Stated exercise 1: Condense the paragraph of the HTM discussion that begins "The HTM has some amazing properties" into a bulleted list that keeps its main facts.

>> Begin Text excerpt

By “HTM” I understand you pair a TM with a SP, the pipeline being:
values → SDR Encoder → SP → TM → next step predictions

If you-re keen on sample efficiency you can skip the SP above if the SDR Encoder is outputting decent SDRs (constant sparsity). That would avoid SP’s “learning” stage which implies inconsistent encodings till it stabilizes to consistent representation.


I can’t help but feel you are trying to fit a square peg in a round hole.

The “prediction” part of HTM is just to recall the T+1 potential match(s) to the T pattern. The anomaly part is just that when T+1 becomes the new T, the sensed pattern does not match the recalled pattern(s)/prediction(s).

Note the (s) part. HTM might try to predict many possible outcomes; not a desirable property in a control algorithm.

For your “next angle = old angle + angular velocity” example this is essentially a lookup table. This is not really what HTM does.

HTM might tell you that the cart is not following a pattern it has seen before. There are many good applications where signalling that something is “not right” is a very desirable behavior, but a very simple conventional neural network would be a better fit for driving a “cart pole” kind of problem.

You should have many tools in your toolbox, and know how and when to use each one.


I appreciate the feedback, but I thought this was foundational to numenta’s theory of the brain. The neocortex clearly models the world using learned abstractions which help to predict upcoming inputs. As I understand it, HTM is (one small section of this overall algorithm) derived from a (rough) understanding of neuroscience and neocortical principles, so is that not what we’re eventually aiming for? To get better at prediction and modelling arbitrary input?

The HTM has some amazing properties, like being robust to noise, local learning rules, not suffering from forgetting old values, modelling sequences of patterns with only a few repetitions, not needing to rely on ground truth labels for anything, simultaneous predictions like you said, and many more. There seems to be an immense potential to use (and extend) the HTM model for prediction. I don’t see simultaneous predictions as an error, if it can identify multiple possible interpretations of data then fantastic! It’s less about the absolute prediction error for the next timestep, and more about building up a sample efficient method of finding useful abstractions from arbitrary data. An internal model of the input that can capture relations at a sufficiently high level.

As that’s not currently possible with the existing HTM model, I’m attempting to probe the knowledge of the experienced members here and see if there are other insights or areas that could lead to more prediction-like systems, instead of just anomaly-detecting ones. I’ve seen (extensions of) the HTM algorithm used for reinforcement learning and controlling an agent with reward, so my impression so far is that it is far less limited than that one domain. If there are any other resources you think I should know about I’d love to hear your recommendations


The cortex is doing a lot of things.

>> End Text excerpt
>> Begin Input material

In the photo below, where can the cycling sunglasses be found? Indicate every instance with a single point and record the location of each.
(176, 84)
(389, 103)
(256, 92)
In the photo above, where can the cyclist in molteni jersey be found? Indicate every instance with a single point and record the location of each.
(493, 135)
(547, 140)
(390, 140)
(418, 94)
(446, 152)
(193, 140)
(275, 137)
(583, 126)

>> End Input material

Stated exercise 2: List every line of the records above that contains the word "point". Case counts.

Full response 1:
- HTM has many notable properties, including:
  - robustness to noise
  - local learning rules
  - no forgetting of old values
  - modeling sequences of patterns from only a few repetitions
  - no reliance on ground-truth labels
  - simultaneous predictions
- The HTM model, used as is or extended, appears to have great potential for prediction.
- Simultaneous predictions are not an error. The ability to identify multiple possible interpretations of data is welcome.
- The goal is less about the absolute prediction error for the next timestep and more about a sample-efficient way to find useful abstractions in arbitrary data. That means an internal model of the input that captures relations at a sufficiently high level.

Full response 2:
In the photo below, where can the cycling sunglasses be found? Indicate every instance with a single point and record the location of each.
In the photo above, where can the cyclist in molteni jersey be found? Indicate every instance with a single point and record the location of each.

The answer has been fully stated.